---------- Selected text

To enable multi-agent collaboration, you should create agents that have access to the [built-in cross-agent communication tools](#built-in-multi-agent-tools) - either by attaching the tools in the ADE, or via the API or Python/TypeScript SDK.
Letta agents can also share state via [shared memory blocks](/guides/agents/multi-agent-shared-memory). Shared memory blocks allow agents to have shared memory (e.g. memory about an organization they are both a part of or a task they are both working on).
## Built-in Multi-Agent Tools
<Tip>
We recommend only attaching one of `send_message_to_agent_and_wait_for_reply` or `send_message_to_agent_async`, but not both.
Attaching both tools can cause the agent to become confused and use the tool less reliably.
</Tip>
Our built-in tools for multi-agent communication can be used to create both **synchronous** and **asynchronous** communication networks between agents on your Letta server.
However, because all agents in Letta are addressible via a REST API, you can also make your own custom tools that use the [API for messaging agents](/api-reference/agents/messages/create) to design your own version of agent-to-agent communication.
There are three built-in tools for cross-agent communication:
* `send_message_to_agent_async` for asynchronous multi-agent messaging,
* `send_message_to_agent_and_wait_for_reply` for synchronous multi-agent messaging,
* and `send_message_to_agents_matching_all_tags` for a "supervisor-worker" pattern
### Messaging another agent (async / no wait)
```python
# The function signature for the async multi-agent messaging tool
def send_message_to_agent_async(
message: str,
other_agent_id: str,
): -> str
```
```mermaid
sequenceDiagram
autonumber
Agent 1->>Agent 2: "Hi Agent 2 are you there?"
Agent 2-->>Agent 1: "Your message has been delivered."
Note over Agent 2: Processes message: "New message from Agent 1: ..."
Agent 2->>Agent 1: "Hi Agent 1, yes I'm here!"
Agent 1-->>Agent 2: "Your message has been delivered."
```
The `send_message_to_agent_async` tool allows one agent to send a message to another agent.
This tool is **asynchronous**: instead of waiting for a response from the target agent, the agent will return immediately after sending the message.
The message that is sent to the target agent contains a "message receipt", indicating which agent sent the message, which allows the target agent to reply to the sender (assuming they also have access to the `send_message_to_agent_async` tool).
### Messaging another agent (wait for reply)
```python
# The function signature for the synchronous multi-agent messaging tool
def send_message_to_agent_and_wait_for_reply(
message: str,
other_agent_id: str,
): -> str
```
```mermaid
sequenceDiagram
autonumber
Agent 1->>Agent 2: "Hi Agent 2 are you there?"
Note over Agent 2: Processes message: "New message from Agent 1: ..."
Agent 2->>Agent 1: "Hi Agent 1, yes I'm here!"
```
The `send_message_to_agent_and_wait_for_reply` tool also allows one agent to send a message to another agent.
However, this tool is **synchronous**: the agent will wait for a response from the target agent before returning.
The response of the target agent is returned in the tool output - if the target agent does not respond, the tool will return default message indicating no response was received.

--------------------

Task requirements:
Answer these questions using the text on multi-agent tools above:
(a) Which built-in tool does the text give for a "supervisor-worker" pattern?
(b) What reason does the tip give for not attaching both messaging tools to one agent?
(c) What does `send_message_to_agent_and_wait_for_reply` return if the target agent does not respond?

---------- Data provided

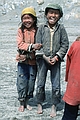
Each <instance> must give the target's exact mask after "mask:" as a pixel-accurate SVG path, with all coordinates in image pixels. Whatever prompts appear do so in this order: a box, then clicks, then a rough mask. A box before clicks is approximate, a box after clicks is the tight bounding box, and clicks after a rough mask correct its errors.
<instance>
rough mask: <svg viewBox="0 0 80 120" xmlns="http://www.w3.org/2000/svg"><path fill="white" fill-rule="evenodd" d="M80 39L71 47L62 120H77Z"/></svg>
mask: <svg viewBox="0 0 80 120" xmlns="http://www.w3.org/2000/svg"><path fill="white" fill-rule="evenodd" d="M79 60H80V37H78V38H77V39H76V41H74V42H73V44H72V45H71V47H70V49H69V51H68V54H67V61H66V76H65V81H66V82H67V88H66V92H65V94H64V96H63V100H64V101H65V108H64V115H63V117H62V120H76V119H77V116H78V107H79V104H80V63H79Z"/></svg>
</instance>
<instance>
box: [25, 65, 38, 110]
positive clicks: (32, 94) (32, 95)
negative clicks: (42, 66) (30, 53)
mask: <svg viewBox="0 0 80 120" xmlns="http://www.w3.org/2000/svg"><path fill="white" fill-rule="evenodd" d="M36 74H37V66H36V65H29V83H28V92H27V98H26V101H25V106H26V108H27V109H28V110H32V107H31V106H30V105H29V99H30V98H33V92H34V87H35V80H36Z"/></svg>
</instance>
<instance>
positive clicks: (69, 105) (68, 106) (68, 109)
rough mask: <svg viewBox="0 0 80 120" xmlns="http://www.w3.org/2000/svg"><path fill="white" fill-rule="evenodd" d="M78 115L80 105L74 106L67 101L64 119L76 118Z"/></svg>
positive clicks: (65, 108) (70, 118)
mask: <svg viewBox="0 0 80 120" xmlns="http://www.w3.org/2000/svg"><path fill="white" fill-rule="evenodd" d="M77 116H78V105H76V106H72V105H69V104H67V103H65V109H64V115H63V117H62V120H76V119H77Z"/></svg>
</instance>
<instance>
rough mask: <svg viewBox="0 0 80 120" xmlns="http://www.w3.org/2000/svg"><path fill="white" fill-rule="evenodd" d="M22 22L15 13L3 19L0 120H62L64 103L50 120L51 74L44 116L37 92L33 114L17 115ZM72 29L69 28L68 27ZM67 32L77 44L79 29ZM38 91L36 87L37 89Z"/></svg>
mask: <svg viewBox="0 0 80 120" xmlns="http://www.w3.org/2000/svg"><path fill="white" fill-rule="evenodd" d="M18 23H19V18H14V13H13V15H12V13H10V14H9V15H8V16H7V15H4V16H1V18H0V120H33V119H34V120H53V119H54V120H61V118H62V115H63V108H64V103H63V101H62V102H61V103H60V104H59V105H58V111H57V116H56V117H54V118H50V116H49V114H50V111H51V84H50V78H49V73H48V76H47V82H46V101H45V102H44V109H43V114H42V115H38V114H37V104H36V97H35V94H36V91H34V98H33V100H31V101H30V103H31V105H32V107H33V110H32V111H28V110H25V111H24V112H23V113H21V112H19V111H18V107H19V102H18V100H17V90H16V72H17V63H16V61H15V56H16V53H17V52H16V50H17V48H16V34H17V28H18ZM68 27H69V26H68ZM68 27H67V28H66V29H67V31H68V35H69V39H70V40H71V41H70V43H72V40H73V41H74V40H75V38H76V37H77V35H79V28H78V27H79V26H76V30H77V31H76V30H73V29H74V28H75V27H70V28H68ZM64 75H65V62H64V63H62V68H61V92H62V95H63V93H64V91H65V87H66V83H65V82H64ZM35 89H36V85H35ZM78 120H80V117H78Z"/></svg>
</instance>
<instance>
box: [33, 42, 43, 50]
mask: <svg viewBox="0 0 80 120" xmlns="http://www.w3.org/2000/svg"><path fill="white" fill-rule="evenodd" d="M41 47H42V44H40V43H36V44H33V45H32V48H33V50H39V49H40V48H41Z"/></svg>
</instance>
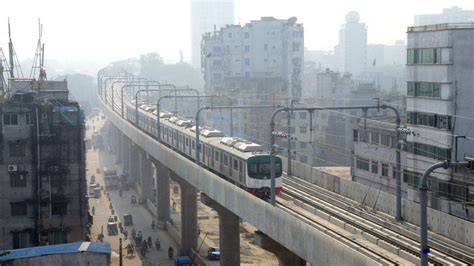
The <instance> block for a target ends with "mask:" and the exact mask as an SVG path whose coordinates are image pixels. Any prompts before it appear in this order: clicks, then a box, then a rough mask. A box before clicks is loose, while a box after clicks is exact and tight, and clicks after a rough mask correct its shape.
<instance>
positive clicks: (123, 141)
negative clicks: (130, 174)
mask: <svg viewBox="0 0 474 266" xmlns="http://www.w3.org/2000/svg"><path fill="white" fill-rule="evenodd" d="M130 145H131V144H130V140H129V139H128V138H127V137H126V136H122V157H123V164H122V167H123V171H124V172H126V173H127V174H128V178H129V180H130V168H131V160H130V153H131V146H130Z"/></svg>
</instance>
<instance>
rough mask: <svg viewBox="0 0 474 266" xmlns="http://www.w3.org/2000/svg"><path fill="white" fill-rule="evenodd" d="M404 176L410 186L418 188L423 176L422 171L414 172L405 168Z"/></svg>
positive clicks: (409, 185)
mask: <svg viewBox="0 0 474 266" xmlns="http://www.w3.org/2000/svg"><path fill="white" fill-rule="evenodd" d="M403 174H404V177H403V181H405V182H406V183H407V184H408V185H409V186H411V187H414V188H417V187H418V184H419V182H420V178H421V177H422V174H421V173H417V172H413V171H408V170H406V169H405V170H404V171H403Z"/></svg>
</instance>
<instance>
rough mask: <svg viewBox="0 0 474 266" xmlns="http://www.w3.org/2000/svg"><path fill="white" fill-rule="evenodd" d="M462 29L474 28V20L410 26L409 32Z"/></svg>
mask: <svg viewBox="0 0 474 266" xmlns="http://www.w3.org/2000/svg"><path fill="white" fill-rule="evenodd" d="M460 29H474V22H465V23H443V24H434V25H426V26H413V27H408V29H407V32H408V33H410V32H423V31H439V30H460Z"/></svg>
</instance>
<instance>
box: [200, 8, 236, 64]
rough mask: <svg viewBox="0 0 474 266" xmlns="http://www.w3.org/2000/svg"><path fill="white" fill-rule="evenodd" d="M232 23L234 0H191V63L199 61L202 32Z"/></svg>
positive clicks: (200, 57)
mask: <svg viewBox="0 0 474 266" xmlns="http://www.w3.org/2000/svg"><path fill="white" fill-rule="evenodd" d="M232 24H234V0H191V56H192V64H193V65H194V66H195V67H199V66H200V63H201V38H202V34H204V33H206V32H212V31H213V30H215V29H219V28H221V27H224V26H226V25H232Z"/></svg>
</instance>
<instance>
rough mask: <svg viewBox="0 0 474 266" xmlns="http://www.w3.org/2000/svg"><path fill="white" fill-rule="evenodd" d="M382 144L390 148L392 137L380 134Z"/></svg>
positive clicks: (382, 134)
mask: <svg viewBox="0 0 474 266" xmlns="http://www.w3.org/2000/svg"><path fill="white" fill-rule="evenodd" d="M380 143H381V144H382V145H384V146H386V147H390V136H389V135H385V134H380Z"/></svg>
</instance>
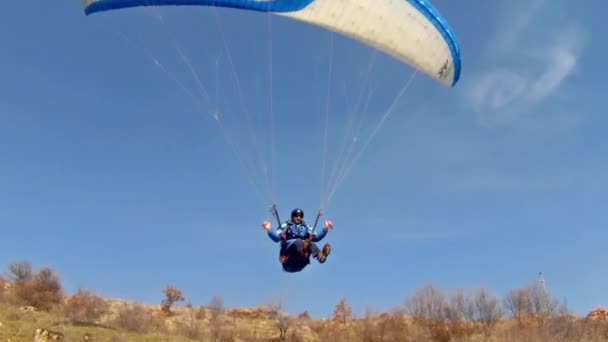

--------------------

Reply to the exercise:
(a) `send_message_to_agents_matching_all_tags`
(b) Attaching both can cause the agent to become confused and use the tool less reliably.
(c) It returns a default message indicating that no response was received.